[Task goal] Rewrite the items below as a numbered list, leaving out any blank lines.
begin Records supplied
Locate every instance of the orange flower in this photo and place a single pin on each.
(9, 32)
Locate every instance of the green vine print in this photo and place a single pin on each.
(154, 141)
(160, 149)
end Records supplied
[Finished exercise]
1. Locate every instance of the orange flower in this photo and place a single pin on each.
2. (9, 32)
3. Locate every instance of the green vine print in this photo and place a single pin on each.
4. (154, 141)
5. (160, 149)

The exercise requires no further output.